• [Exercise aim]: An exact transcription of every record is needed, leaving out the pictures.

++++++++

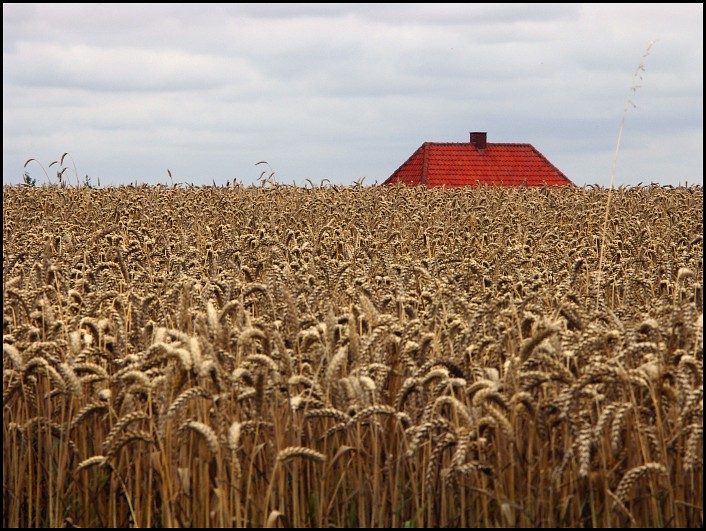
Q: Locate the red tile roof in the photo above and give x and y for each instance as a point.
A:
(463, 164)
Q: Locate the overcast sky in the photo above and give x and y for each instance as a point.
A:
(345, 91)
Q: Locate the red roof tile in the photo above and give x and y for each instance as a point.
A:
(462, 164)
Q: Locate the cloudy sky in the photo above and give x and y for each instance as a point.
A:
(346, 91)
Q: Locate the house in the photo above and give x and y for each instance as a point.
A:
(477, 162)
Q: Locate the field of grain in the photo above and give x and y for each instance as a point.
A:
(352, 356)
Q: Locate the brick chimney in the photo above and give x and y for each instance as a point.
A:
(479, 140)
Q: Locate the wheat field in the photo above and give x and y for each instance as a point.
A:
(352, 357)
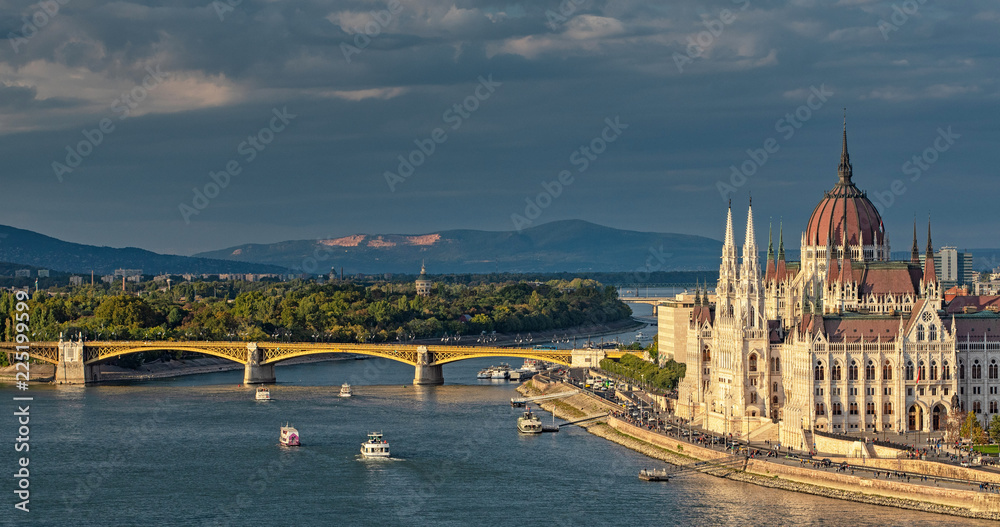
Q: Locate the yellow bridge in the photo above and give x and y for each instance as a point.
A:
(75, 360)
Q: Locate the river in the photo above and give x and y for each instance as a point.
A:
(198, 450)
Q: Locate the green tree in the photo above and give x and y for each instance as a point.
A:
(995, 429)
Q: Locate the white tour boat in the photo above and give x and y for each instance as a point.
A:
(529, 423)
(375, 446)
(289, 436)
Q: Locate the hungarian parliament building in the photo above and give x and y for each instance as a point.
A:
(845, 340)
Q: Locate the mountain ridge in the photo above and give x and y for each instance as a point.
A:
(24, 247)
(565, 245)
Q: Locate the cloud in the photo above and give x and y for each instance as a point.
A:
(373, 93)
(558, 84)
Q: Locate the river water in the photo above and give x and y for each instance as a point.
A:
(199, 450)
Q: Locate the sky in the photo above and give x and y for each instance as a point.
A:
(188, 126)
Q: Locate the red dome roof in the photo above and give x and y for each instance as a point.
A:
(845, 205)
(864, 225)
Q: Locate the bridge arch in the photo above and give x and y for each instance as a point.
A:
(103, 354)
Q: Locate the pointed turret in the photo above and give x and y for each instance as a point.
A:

++++++++

• [Solution to this problem]:
Q: Locate the red tile roof in the photo above and give x and y for each instance as a point.
A:
(463, 164)
Q: Locate the overcast sky in the photo above and give x and y for each instance as a point.
A:
(345, 91)
Q: Locate the red roof tile in the photo above and give x and y for each instance as a point.
A:
(462, 164)
Q: Locate the cloudy sky in the photo above and give x and y for each instance as a point.
A:
(346, 91)
Q: Locate the house in the photo above and give x and y for each instance as a point.
A:
(477, 162)
Q: Locate the field of grain in the photo above and give x and y for each instance as a point.
A:
(352, 356)
Q: Locate the brick chimney in the photo above and give x and y for each instance as a point.
A:
(479, 140)
Q: Locate the wheat field in the photo above and give x and y for each instance as a point.
A:
(352, 357)
Q: Locate the yellow bridge in the photo above and give x and y for each instance as a point.
A:
(75, 360)
Q: Locate the river in the photo above and give x and y for each instance as a point.
A:
(198, 450)
Q: Locate the green tree in the photo above and give x and y for each instance as a point.
A:
(995, 429)
Q: Locate the white tour boat in the photo above and give x and y for each instance as a point.
A:
(529, 423)
(375, 446)
(289, 436)
Q: Locate the hungarian parliament building in the photo above and give x and y for each instance as a point.
A:
(845, 340)
Q: Locate the mountain ridge in the photo above and give x and y for each instance as a point.
A:
(24, 247)
(565, 245)
Q: Locate the cloud in the photo above and give x and y for each instance as a point.
A:
(373, 93)
(558, 84)
Q: Locate the river water in the photo above and give x and y for each instance as a point.
A:
(199, 450)
Q: Locate the sky in the photo above and give x and y for each instance as a point.
A:
(188, 126)
Q: Locate the red dome roof in the photo above and give x and y for each instance as a point.
A:
(845, 205)
(864, 225)
Q: Locate the bridge arch in the photo above and give x and y for each instance as a point.
A:
(103, 354)
Q: Locate the pointed turret in the photo above and give x and y for each instance as a point.
A:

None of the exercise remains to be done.